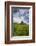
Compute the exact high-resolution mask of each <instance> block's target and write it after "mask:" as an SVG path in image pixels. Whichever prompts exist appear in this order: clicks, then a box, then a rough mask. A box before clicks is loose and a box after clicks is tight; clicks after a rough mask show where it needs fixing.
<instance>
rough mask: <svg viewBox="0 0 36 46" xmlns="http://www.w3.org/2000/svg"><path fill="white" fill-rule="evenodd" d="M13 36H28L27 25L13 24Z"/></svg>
mask: <svg viewBox="0 0 36 46" xmlns="http://www.w3.org/2000/svg"><path fill="white" fill-rule="evenodd" d="M12 33H13V36H28V35H29V25H28V24H25V23H24V24H22V23H19V24H17V23H13V32H12Z"/></svg>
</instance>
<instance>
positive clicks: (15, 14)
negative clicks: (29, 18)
mask: <svg viewBox="0 0 36 46" xmlns="http://www.w3.org/2000/svg"><path fill="white" fill-rule="evenodd" d="M29 9H30V8H15V7H14V8H13V9H12V12H13V22H17V23H21V21H23V22H24V23H29Z"/></svg>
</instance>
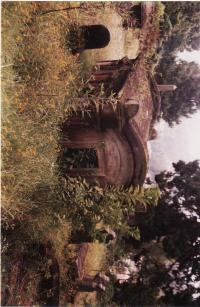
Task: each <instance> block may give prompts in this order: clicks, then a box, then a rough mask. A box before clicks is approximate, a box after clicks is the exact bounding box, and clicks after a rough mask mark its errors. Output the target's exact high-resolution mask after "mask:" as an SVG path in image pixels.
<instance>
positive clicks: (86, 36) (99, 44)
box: [81, 25, 110, 49]
mask: <svg viewBox="0 0 200 307" xmlns="http://www.w3.org/2000/svg"><path fill="white" fill-rule="evenodd" d="M81 29H82V31H83V35H84V40H85V49H98V48H104V47H106V46H107V45H108V44H109V42H110V32H109V31H108V29H107V28H106V27H105V26H103V25H90V26H82V27H81Z"/></svg>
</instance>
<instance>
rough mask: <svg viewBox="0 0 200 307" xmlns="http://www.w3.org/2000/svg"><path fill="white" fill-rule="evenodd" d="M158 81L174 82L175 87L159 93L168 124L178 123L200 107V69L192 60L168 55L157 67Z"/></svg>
mask: <svg viewBox="0 0 200 307" xmlns="http://www.w3.org/2000/svg"><path fill="white" fill-rule="evenodd" d="M156 70H157V80H158V82H160V83H166V84H175V85H176V86H177V89H176V90H175V91H172V92H167V93H163V94H161V98H162V99H161V109H162V112H163V118H164V120H166V121H167V122H168V123H169V125H173V124H178V123H179V122H180V121H181V118H182V117H183V116H184V117H189V116H190V115H192V114H193V113H195V112H196V111H197V110H198V109H199V108H200V86H199V84H200V69H199V66H198V64H196V63H194V62H189V63H188V62H186V61H181V60H179V61H178V60H177V58H176V57H175V56H173V55H170V54H169V55H168V56H166V57H165V58H163V60H162V61H161V62H160V64H159V66H158V67H157V69H156Z"/></svg>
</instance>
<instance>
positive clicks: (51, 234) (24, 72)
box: [2, 2, 82, 305]
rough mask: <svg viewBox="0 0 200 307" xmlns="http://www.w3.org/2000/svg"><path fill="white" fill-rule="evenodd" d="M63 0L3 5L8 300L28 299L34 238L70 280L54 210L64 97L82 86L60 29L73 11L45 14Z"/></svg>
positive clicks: (2, 65)
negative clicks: (55, 2)
mask: <svg viewBox="0 0 200 307" xmlns="http://www.w3.org/2000/svg"><path fill="white" fill-rule="evenodd" d="M67 5H70V4H69V3H67V4H66V3H63V2H60V3H59V2H56V3H52V2H4V3H3V4H2V235H3V237H2V242H3V248H2V252H3V257H2V262H3V272H2V274H3V275H2V277H3V289H4V290H5V293H7V292H6V291H8V292H9V295H8V299H7V301H6V304H7V305H13V304H14V305H29V304H32V303H31V301H30V299H31V297H33V296H35V295H36V292H37V283H38V270H40V269H38V264H37V263H38V260H37V258H38V257H39V254H38V247H37V244H36V245H35V242H37V243H38V244H39V242H42V243H44V244H46V243H47V242H48V241H51V242H52V243H53V249H54V251H55V253H56V257H57V258H58V259H59V261H60V266H61V277H62V278H63V279H66V280H67V275H66V271H64V270H62V263H63V267H64V266H66V261H68V260H69V257H71V256H70V251H69V249H68V252H67V254H68V256H67V258H66V254H65V253H64V250H65V248H66V243H67V241H68V238H69V236H70V232H71V224H70V221H69V220H68V219H67V218H61V216H60V215H59V204H60V203H59V201H60V199H59V195H58V192H60V190H59V189H57V187H58V186H59V176H58V171H57V158H58V152H59V150H60V148H59V139H60V124H61V123H62V122H63V121H64V120H65V119H66V118H67V116H68V114H69V113H70V112H71V105H70V104H68V101H70V98H71V97H73V95H75V94H76V91H77V88H79V85H78V84H80V82H81V80H82V66H81V64H80V63H78V61H77V56H73V55H72V54H71V53H70V52H69V50H68V49H66V46H65V43H66V41H65V40H66V34H65V32H66V31H67V29H68V27H70V24H71V23H74V21H75V20H76V19H77V16H76V14H77V13H76V12H71V13H70V14H67V13H65V12H64V11H61V12H57V13H51V14H42V13H45V11H46V10H49V9H57V8H62V7H66V6H67ZM73 108H75V106H73ZM63 215H64V213H63ZM63 215H62V217H63ZM34 246H36V247H34ZM24 253H25V255H26V257H25V258H26V261H28V264H26V270H25V271H23V275H24V277H23V282H22V279H21V278H22V276H21V274H22V272H21V273H20V274H18V273H19V272H18V271H19V266H20V263H21V261H22V259H23V258H24V256H23V255H24ZM67 259H68V260H67ZM23 261H24V260H23ZM24 265H25V264H24ZM39 267H41V265H39ZM17 272H18V273H17ZM63 279H62V280H63ZM6 289H7V290H6ZM65 290H66V288H65ZM34 302H36V298H35V301H34Z"/></svg>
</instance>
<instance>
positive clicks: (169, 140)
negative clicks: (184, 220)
mask: <svg viewBox="0 0 200 307" xmlns="http://www.w3.org/2000/svg"><path fill="white" fill-rule="evenodd" d="M179 57H180V58H181V59H183V60H186V61H188V62H191V61H195V62H197V63H198V64H199V65H200V51H194V52H186V51H184V52H182V53H180V54H179ZM156 129H157V131H158V138H157V139H156V140H153V141H150V142H149V144H148V145H149V153H150V164H149V173H150V175H151V176H152V175H155V174H157V173H159V172H160V171H162V170H165V169H170V167H171V164H172V162H177V161H178V160H184V161H186V162H189V161H193V160H196V159H200V111H199V112H197V113H195V114H194V115H192V116H191V117H190V118H184V117H183V118H182V122H181V124H179V125H176V126H174V127H173V128H170V127H169V126H168V124H167V123H166V122H165V121H163V120H162V121H160V122H159V123H158V124H157V126H156Z"/></svg>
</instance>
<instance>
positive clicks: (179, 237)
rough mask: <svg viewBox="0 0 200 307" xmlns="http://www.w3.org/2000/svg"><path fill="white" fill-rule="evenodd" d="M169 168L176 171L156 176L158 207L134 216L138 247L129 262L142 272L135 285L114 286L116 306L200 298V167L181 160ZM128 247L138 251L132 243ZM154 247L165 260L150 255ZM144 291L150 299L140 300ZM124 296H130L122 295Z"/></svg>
mask: <svg viewBox="0 0 200 307" xmlns="http://www.w3.org/2000/svg"><path fill="white" fill-rule="evenodd" d="M173 167H174V171H172V172H166V171H165V172H162V173H160V174H159V175H157V176H156V181H157V183H158V185H159V188H160V190H161V198H160V200H159V204H158V206H157V207H154V208H153V207H151V208H149V209H148V212H147V213H146V216H145V215H144V214H143V215H139V214H137V215H136V220H137V226H138V227H139V229H140V234H141V244H140V246H139V249H138V252H136V255H135V256H134V257H133V259H134V260H135V261H136V262H137V261H140V263H141V269H140V271H139V275H138V278H137V281H136V282H133V281H132V280H131V279H130V281H129V282H127V283H126V284H124V285H123V286H119V285H118V288H116V291H115V297H114V298H115V300H116V301H118V302H121V301H123V300H124V301H123V303H124V304H125V305H137V304H142V305H149V304H156V303H164V304H167V305H175V306H181V305H184V306H198V303H199V298H198V297H195V295H197V294H198V293H199V289H198V288H196V287H197V283H196V282H199V281H200V239H199V238H200V222H199V219H200V165H199V162H198V161H193V162H190V163H185V162H183V161H179V162H178V163H173ZM132 244H133V245H134V246H137V245H135V242H134V240H132ZM156 245H159V247H160V250H161V253H163V255H165V257H166V261H160V260H159V256H158V255H156V256H155V255H154V256H153V254H152V252H151V250H152V248H153V247H154V246H156ZM142 259H143V260H142ZM163 259H165V258H163ZM141 261H142V262H141ZM146 289H148V296H149V298H148V297H145V296H144V295H143V293H144V292H145V291H146ZM122 290H123V292H122ZM127 291H128V293H129V295H126V296H125V295H124V293H126V292H127ZM136 291H137V295H136ZM159 291H162V292H161V293H162V294H163V296H162V297H159ZM132 293H134V294H132ZM148 300H149V301H148Z"/></svg>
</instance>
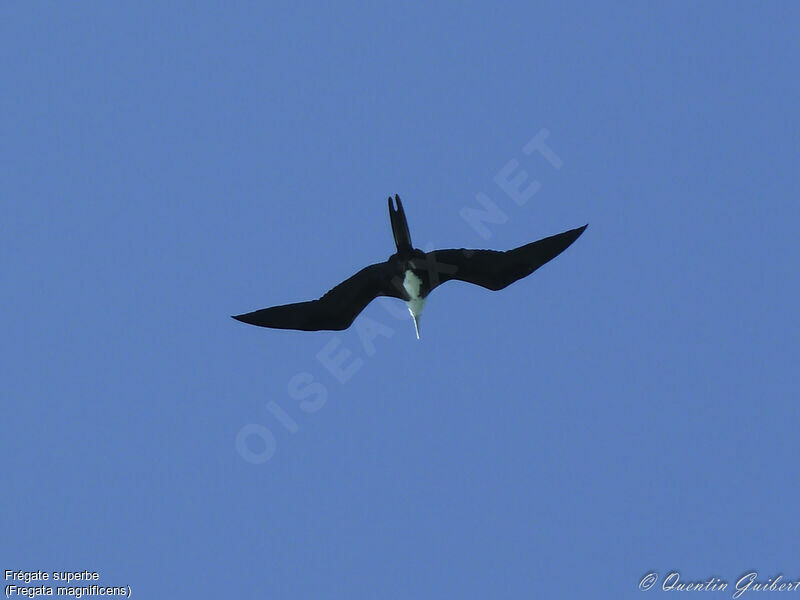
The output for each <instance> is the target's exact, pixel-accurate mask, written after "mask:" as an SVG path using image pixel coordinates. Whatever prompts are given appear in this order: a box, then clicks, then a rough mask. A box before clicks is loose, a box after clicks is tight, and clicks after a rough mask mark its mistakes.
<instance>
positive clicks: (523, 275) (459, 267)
mask: <svg viewBox="0 0 800 600" xmlns="http://www.w3.org/2000/svg"><path fill="white" fill-rule="evenodd" d="M586 227H587V226H586V225H584V226H583V227H578V228H577V229H570V230H569V231H564V232H563V233H558V234H556V235H551V236H550V237H547V238H544V239H541V240H538V241H536V242H531V243H530V244H526V245H524V246H520V247H519V248H514V249H513V250H508V251H506V252H497V251H495V250H465V249H463V248H462V249H460V250H436V251H434V252H428V253H426V255H425V258H426V261H425V262H426V263H427V268H428V276H429V278H430V284H431V289H433V288H435V287H436V286H437V285H440V284H442V283H444V282H446V281H450V280H451V279H457V280H459V281H466V282H467V283H474V284H475V285H480V286H482V287H485V288H487V289H490V290H502V289H503V288H504V287H506V286H508V285H511V284H512V283H514V282H515V281H517V280H519V279H522V278H523V277H527V276H528V275H530V274H531V273H533V272H534V271H535V270H536V269H538V268H539V267H541V266H542V265H543V264H545V263H547V262H550V261H551V260H553V259H554V258H555V257H556V256H558V255H559V254H561V253H562V252H563V251H564V250H566V249H567V248H569V246H570V245H571V244H572V242H574V241H575V240H576V239H578V236H579V235H580V234H582V233H583V231H584V230H585V229H586ZM423 268H424V267H423Z"/></svg>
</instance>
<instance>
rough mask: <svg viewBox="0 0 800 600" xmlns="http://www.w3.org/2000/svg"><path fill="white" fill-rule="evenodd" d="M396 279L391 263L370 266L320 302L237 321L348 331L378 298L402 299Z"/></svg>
mask: <svg viewBox="0 0 800 600" xmlns="http://www.w3.org/2000/svg"><path fill="white" fill-rule="evenodd" d="M392 278H393V272H392V269H391V267H390V265H389V263H388V262H385V263H378V264H374V265H370V266H368V267H365V268H363V269H361V270H360V271H359V272H358V273H356V274H355V275H353V276H352V277H350V278H349V279H346V280H345V281H343V282H342V283H340V284H339V285H337V286H336V287H334V288H333V289H332V290H330V291H329V292H328V293H327V294H325V295H324V296H322V297H321V298H319V299H318V300H311V301H309V302H296V303H294V304H284V305H281V306H273V307H271V308H264V309H261V310H256V311H254V312H251V313H246V314H243V315H237V316H235V317H233V318H234V319H236V320H237V321H241V322H242V323H249V324H250V325H258V326H259V327H272V328H275V329H300V330H302V331H319V330H322V329H327V330H334V331H339V330H342V329H347V328H348V327H350V325H351V324H352V322H353V321H354V320H355V318H356V317H357V316H358V313H360V312H361V311H362V310H364V308H365V307H366V306H367V304H369V303H370V302H372V300H374V299H375V298H376V297H378V296H393V297H395V298H400V297H401V296H400V293H399V291H398V289H397V286H395V285H393V284H392Z"/></svg>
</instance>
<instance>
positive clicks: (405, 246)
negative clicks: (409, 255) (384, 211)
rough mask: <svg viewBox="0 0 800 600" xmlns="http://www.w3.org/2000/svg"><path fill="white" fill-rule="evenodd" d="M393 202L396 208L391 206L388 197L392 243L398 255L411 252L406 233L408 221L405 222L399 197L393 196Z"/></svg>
mask: <svg viewBox="0 0 800 600" xmlns="http://www.w3.org/2000/svg"><path fill="white" fill-rule="evenodd" d="M394 200H395V203H396V204H397V207H395V206H394V205H393V204H392V198H391V196H390V197H389V218H390V219H391V220H392V233H393V234H394V243H395V246H397V251H398V252H399V253H401V254H402V253H407V252H411V234H410V233H409V232H408V221H406V213H405V211H404V210H403V203H402V202H400V196H398V195H397V194H395V197H394Z"/></svg>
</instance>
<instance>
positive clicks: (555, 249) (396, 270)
mask: <svg viewBox="0 0 800 600" xmlns="http://www.w3.org/2000/svg"><path fill="white" fill-rule="evenodd" d="M389 218H390V219H391V223H392V232H393V233H394V242H395V245H396V246H397V252H395V253H394V254H392V255H391V256H390V257H389V259H388V260H387V261H386V262H382V263H376V264H374V265H370V266H368V267H364V268H363V269H361V270H360V271H359V272H358V273H356V274H355V275H353V276H352V277H350V278H349V279H346V280H345V281H343V282H342V283H340V284H339V285H337V286H336V287H334V288H333V289H332V290H330V291H329V292H328V293H327V294H325V295H324V296H322V297H321V298H319V299H318V300H311V301H309V302H296V303H294V304H283V305H281V306H273V307H271V308H262V309H261V310H256V311H253V312H249V313H245V314H242V315H236V316H234V317H233V318H234V319H236V320H237V321H241V322H242V323H248V324H250V325H258V326H259V327H271V328H274V329H299V330H301V331H320V330H323V329H324V330H333V331H340V330H342V329H347V328H348V327H350V325H351V324H352V323H353V321H354V320H355V318H356V316H358V314H359V313H360V312H361V311H362V310H364V308H365V307H366V306H367V304H369V303H370V302H372V300H374V299H375V298H377V297H378V296H389V297H391V298H399V299H400V300H404V301H405V302H406V304H407V305H408V311H409V312H410V313H411V316H412V317H413V318H414V329H415V330H416V333H417V339H419V319H420V315H421V314H422V309H423V308H424V307H425V300H426V298H427V297H428V294H430V293H431V292H432V291H433V290H434V289H436V287H438V286H439V285H441V284H442V283H445V282H446V281H451V280H454V279H455V280H458V281H466V282H467V283H474V284H475V285H479V286H481V287H484V288H487V289H490V290H495V291H496V290H502V289H503V288H505V287H507V286H509V285H511V284H512V283H514V282H515V281H517V280H518V279H522V278H523V277H527V276H528V275H530V274H531V273H533V272H534V271H535V270H536V269H538V268H539V267H541V266H542V265H543V264H545V263H547V262H549V261H551V260H553V259H554V258H555V257H556V256H558V255H559V254H561V253H562V252H563V251H564V250H566V249H567V248H568V247H569V246H570V245H571V244H572V242H574V241H575V240H576V239H578V236H579V235H580V234H582V233H583V231H584V230H585V229H586V227H587V225H584V226H583V227H578V228H577V229H570V230H569V231H565V232H563V233H558V234H556V235H552V236H550V237H547V238H544V239H541V240H539V241H537V242H531V243H530V244H526V245H524V246H520V247H519V248H514V249H513V250H508V251H506V252H497V251H495V250H466V249H464V248H461V249H458V250H435V251H433V252H423V251H422V250H419V249H418V248H414V247H413V246H412V245H411V234H410V233H409V231H408V222H407V221H406V213H405V211H404V210H403V204H402V203H401V202H400V197H399V196H397V195H395V197H394V204H393V203H392V198H391V197H390V198H389Z"/></svg>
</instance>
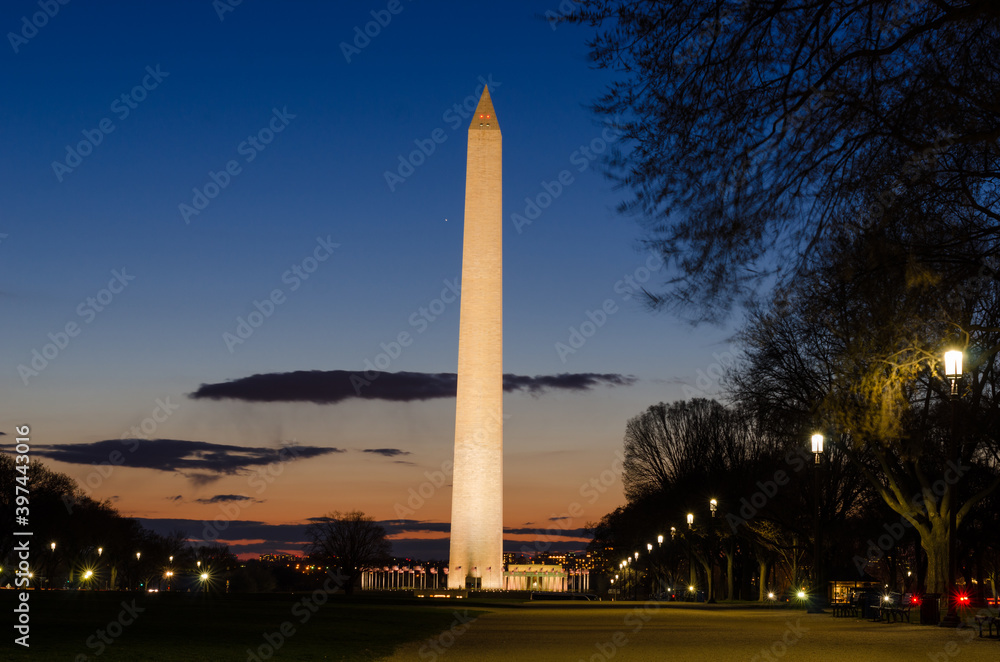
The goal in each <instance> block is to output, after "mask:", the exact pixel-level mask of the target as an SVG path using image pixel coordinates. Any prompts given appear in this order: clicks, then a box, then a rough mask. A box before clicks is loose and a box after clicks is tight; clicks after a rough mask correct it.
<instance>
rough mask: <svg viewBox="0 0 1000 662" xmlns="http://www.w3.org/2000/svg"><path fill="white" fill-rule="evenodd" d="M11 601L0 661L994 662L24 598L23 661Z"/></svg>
mask: <svg viewBox="0 0 1000 662" xmlns="http://www.w3.org/2000/svg"><path fill="white" fill-rule="evenodd" d="M13 593H14V592H13V591H0V609H2V611H3V613H4V614H5V619H4V620H5V622H6V624H7V625H6V626H5V627H4V630H5V633H6V634H5V636H6V640H5V641H4V642H3V643H2V645H0V660H63V661H79V662H86V661H99V662H104V661H105V660H108V661H116V660H128V661H130V662H133V661H134V662H142V661H164V662H170V661H173V660H185V661H187V660H190V661H203V660H204V661H210V662H226V661H228V660H240V661H244V660H250V661H254V660H260V661H264V660H379V659H389V660H394V661H400V660H405V661H410V660H441V661H446V660H456V661H458V660H475V661H476V662H491V661H494V660H497V661H500V660H502V661H503V662H514V661H517V662H521V661H531V660H540V661H543V660H544V661H562V660H567V661H570V662H579V661H581V660H582V661H586V662H605V661H607V660H612V659H613V660H616V661H629V660H650V661H652V660H678V661H685V660H692V661H693V660H697V661H698V662H705V661H713V662H714V661H716V660H721V661H725V660H746V661H751V662H756V661H765V660H766V661H769V662H772V661H775V660H782V661H783V662H784V661H785V660H810V661H824V660H837V661H838V662H839V661H843V660H846V661H852V660H879V661H880V662H884V661H893V660H905V661H906V662H916V661H918V660H937V661H940V662H944V661H945V660H949V661H950V660H959V661H966V660H970V661H978V660H983V661H986V660H989V661H990V662H996V661H997V660H1000V641H998V640H996V639H992V640H989V639H979V638H978V637H977V636H976V633H975V632H974V631H970V630H958V631H956V630H945V629H942V628H936V627H928V626H919V625H907V624H905V623H893V624H882V623H870V622H867V621H859V620H857V619H853V618H843V619H841V618H833V617H832V616H830V615H823V614H818V615H809V614H805V613H804V612H803V611H802V610H799V609H773V610H772V609H750V608H746V609H743V608H735V609H734V608H724V607H722V606H720V608H715V609H712V608H706V607H705V606H703V605H698V606H692V605H687V606H685V605H676V604H670V605H663V604H661V603H648V604H643V603H634V604H627V603H616V604H614V605H610V604H608V603H602V604H594V603H589V604H574V605H573V606H568V605H566V604H561V603H534V604H522V603H518V602H514V601H478V602H470V603H464V602H451V603H436V604H434V603H426V602H420V601H417V600H414V599H411V598H395V599H389V598H384V597H381V598H374V597H360V598H351V599H348V598H345V597H344V596H338V595H335V596H323V597H325V598H326V599H324V600H323V601H322V604H321V603H319V602H318V601H316V600H315V596H312V595H310V594H301V595H254V596H245V595H244V596H237V595H218V596H208V597H207V598H206V596H204V595H190V594H188V595H185V594H167V593H160V594H156V595H142V594H135V593H103V592H102V593H98V592H74V591H67V592H60V591H52V592H35V593H33V594H32V596H31V598H30V600H29V604H30V605H31V612H30V615H31V637H30V640H29V641H30V643H31V648H30V649H23V648H21V647H19V646H16V645H14V644H13V639H14V637H15V636H16V633H14V631H13V628H11V627H10V625H12V624H13V618H12V616H13V612H12V608H13V606H14V605H15V602H14V595H13ZM133 601H134V602H133Z"/></svg>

Work item → List every line above that contains the word "positive".

Task response →
positive clicks: (15, 14)
positive clicks: (86, 36) (99, 44)
positive clicks: (51, 234) (24, 72)
positive clicks: (2, 65)
positive clicks: (169, 140)
positive clicks: (179, 237)
positive clicks: (523, 275) (459, 267)
positive clicks: (405, 246)
positive clicks: (555, 249) (396, 270)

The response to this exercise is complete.